Updated: Nov 14, 2023

“Of all the things our minds and brains do, memory may be the most important thing.”

Dr. Michelle Miller, Professor of Psychological Sciences, Northern Arizona University

Memory is essential to learning. Through advancements in research and technology, we continue to learn more about memory and the human learning process. Human Cognitive Architecture (HCA) describes the way in which information is processed. Understanding the relationship between HCA, the memory system, and schema is critical to teaching and learning.

Research on HCA continues to provide new insight on human cognition and memory so it is important to start with the memory system and definitions from the literature. The memory system has three parts: (a) sensory memory, (b) working memory, and (c) long-term memory. Both Figures 1 and 2 highlight the three parts of the memory system as well as include schema. The breadth of research on memory is extensive so each term below includes multiple definitions to provide a robust understanding.

Figure 1

Memory System (Edwards et al., 2015)

Figure 2

Representation of Mental Architecture (Jordan et al., 2019)

To better understand sensory, working, and long-term memory, it is important to review the literature. Under each memory system and under schema are quotes from seminal publications that examine memory and provide critical insight about the human learning process.

....................

• INSTRUCTION 1:
According to the memory text, what are the three parts of the memory system?

....................

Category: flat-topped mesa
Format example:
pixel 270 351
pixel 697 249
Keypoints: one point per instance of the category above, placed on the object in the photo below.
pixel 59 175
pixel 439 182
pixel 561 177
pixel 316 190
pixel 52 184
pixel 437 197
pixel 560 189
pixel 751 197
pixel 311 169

....................

• INSTRUCTION 2:
In the records, change "flat-topped mesa" to "table mountain" and write them out again with nothing else altered.

• COMPLETE ANSWER 1:
Sensory memory, working memory, and long-term memory.

• COMPLETE ANSWER 2:
Category: table mountain
Format example:
pixel 270 351
pixel 697 249
Keypoints: one point per instance of the category above, placed on the object in the photo below.
pixel 59 175
pixel 439 182
pixel 561 177
pixel 316 190
pixel 52 184
pixel 437 197
pixel 560 189
pixel 751 197
pixel 311 169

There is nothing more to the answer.